▼

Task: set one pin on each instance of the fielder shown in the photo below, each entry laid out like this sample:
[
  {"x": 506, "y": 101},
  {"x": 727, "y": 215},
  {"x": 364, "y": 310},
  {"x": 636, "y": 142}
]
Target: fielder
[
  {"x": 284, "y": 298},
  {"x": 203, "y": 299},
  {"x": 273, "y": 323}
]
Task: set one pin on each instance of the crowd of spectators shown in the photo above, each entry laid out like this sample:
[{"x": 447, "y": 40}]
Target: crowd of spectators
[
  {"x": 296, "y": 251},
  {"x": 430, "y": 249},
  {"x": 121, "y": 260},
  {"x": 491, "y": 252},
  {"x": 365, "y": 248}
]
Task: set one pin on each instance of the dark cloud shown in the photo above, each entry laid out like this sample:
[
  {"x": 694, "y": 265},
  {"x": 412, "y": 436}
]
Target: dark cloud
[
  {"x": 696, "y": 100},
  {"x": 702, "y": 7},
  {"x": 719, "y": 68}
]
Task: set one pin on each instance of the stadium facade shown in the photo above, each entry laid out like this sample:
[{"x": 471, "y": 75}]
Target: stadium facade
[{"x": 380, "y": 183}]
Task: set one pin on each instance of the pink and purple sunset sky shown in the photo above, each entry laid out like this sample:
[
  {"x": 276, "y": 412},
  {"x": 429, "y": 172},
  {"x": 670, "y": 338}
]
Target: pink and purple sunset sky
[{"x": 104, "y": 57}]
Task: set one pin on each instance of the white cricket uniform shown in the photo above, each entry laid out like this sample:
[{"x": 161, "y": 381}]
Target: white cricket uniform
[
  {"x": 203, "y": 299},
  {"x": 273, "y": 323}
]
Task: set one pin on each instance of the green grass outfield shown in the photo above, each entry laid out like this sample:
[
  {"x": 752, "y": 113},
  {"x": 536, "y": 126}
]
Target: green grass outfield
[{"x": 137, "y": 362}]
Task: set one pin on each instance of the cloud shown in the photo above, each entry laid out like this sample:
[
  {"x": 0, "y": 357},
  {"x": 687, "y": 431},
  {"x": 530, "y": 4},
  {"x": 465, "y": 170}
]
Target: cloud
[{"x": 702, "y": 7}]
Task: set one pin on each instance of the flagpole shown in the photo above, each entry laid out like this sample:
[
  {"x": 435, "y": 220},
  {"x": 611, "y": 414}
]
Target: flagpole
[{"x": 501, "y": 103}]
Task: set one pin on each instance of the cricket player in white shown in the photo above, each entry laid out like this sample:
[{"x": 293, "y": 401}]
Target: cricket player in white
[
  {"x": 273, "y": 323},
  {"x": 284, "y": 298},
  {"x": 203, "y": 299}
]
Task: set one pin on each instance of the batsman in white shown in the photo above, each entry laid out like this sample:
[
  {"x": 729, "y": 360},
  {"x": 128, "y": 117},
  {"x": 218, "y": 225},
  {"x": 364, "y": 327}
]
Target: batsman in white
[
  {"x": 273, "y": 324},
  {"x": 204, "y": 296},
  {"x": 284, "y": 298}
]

▲

__WORK TO DO__.
Reproduce the listing above in full, changing every "set one pin" to "place one marker" and leaving everything else untouched.

__EXERCISE SOLUTION__.
Task: place one marker on each instance of the fielder shown in the photo below, each entry laid out like this sample:
[
  {"x": 506, "y": 101},
  {"x": 727, "y": 215},
  {"x": 364, "y": 310},
  {"x": 636, "y": 142}
]
Target: fielder
[
  {"x": 284, "y": 298},
  {"x": 203, "y": 299},
  {"x": 273, "y": 323}
]
Task: place one marker on each instance of the crowd of spectators shown in the photo above, each entry laid out like this sample:
[{"x": 447, "y": 40}]
Target: crowd of spectators
[
  {"x": 296, "y": 251},
  {"x": 430, "y": 249},
  {"x": 121, "y": 260},
  {"x": 491, "y": 252},
  {"x": 365, "y": 248}
]
Task: place one marker on each instance of the dark cloud shown in the photo above, each entry laid out like this sample:
[
  {"x": 694, "y": 265},
  {"x": 412, "y": 436}
]
Target: dark cloud
[
  {"x": 696, "y": 100},
  {"x": 702, "y": 7},
  {"x": 719, "y": 68}
]
Task: place one marker on each instance of the stadium facade shown in the photo above, each entry laid out like this sample:
[{"x": 471, "y": 75}]
Target: stadium facade
[{"x": 380, "y": 183}]
Task: place one marker on each instance of the pink and purple sunset sky shown in the photo above, each entry laid out like this sample:
[
  {"x": 276, "y": 412},
  {"x": 429, "y": 172},
  {"x": 670, "y": 338}
]
Target: pink and purple sunset sky
[{"x": 104, "y": 57}]
Task: place one marker on each instance of the white cricket uniform shown in the photo above, each entry laid out like this sample:
[{"x": 161, "y": 381}]
Target: white cricket uniform
[
  {"x": 203, "y": 299},
  {"x": 273, "y": 323}
]
Task: place one marker on each instance of the green grass outfield shown in the photo above, each entry laid out like this sample:
[
  {"x": 752, "y": 113},
  {"x": 536, "y": 126}
]
Target: green grass outfield
[{"x": 137, "y": 362}]
Task: place one marker on each instance of the cloud shown in the photo above, each entry laid out like this sample:
[
  {"x": 0, "y": 357},
  {"x": 687, "y": 431},
  {"x": 530, "y": 4},
  {"x": 465, "y": 170}
]
Target: cloud
[{"x": 702, "y": 7}]
Task: place one marker on each instance of the flagpole shown in the photo above, each entry laid out like this sample:
[
  {"x": 435, "y": 220},
  {"x": 611, "y": 414}
]
Target: flagpole
[{"x": 501, "y": 103}]
Task: place one marker on each instance of the cricket player in white shown in the photo above, each entry laid out like this sample:
[{"x": 293, "y": 401}]
Target: cricket player in white
[
  {"x": 273, "y": 323},
  {"x": 284, "y": 298},
  {"x": 203, "y": 299}
]
Task: place one marker on each instance of the batsman in white shown in the photo above, each entry laid out like this sample:
[
  {"x": 729, "y": 360},
  {"x": 128, "y": 117},
  {"x": 218, "y": 225},
  {"x": 364, "y": 327}
]
Target: batsman in white
[
  {"x": 273, "y": 324},
  {"x": 204, "y": 296},
  {"x": 284, "y": 298}
]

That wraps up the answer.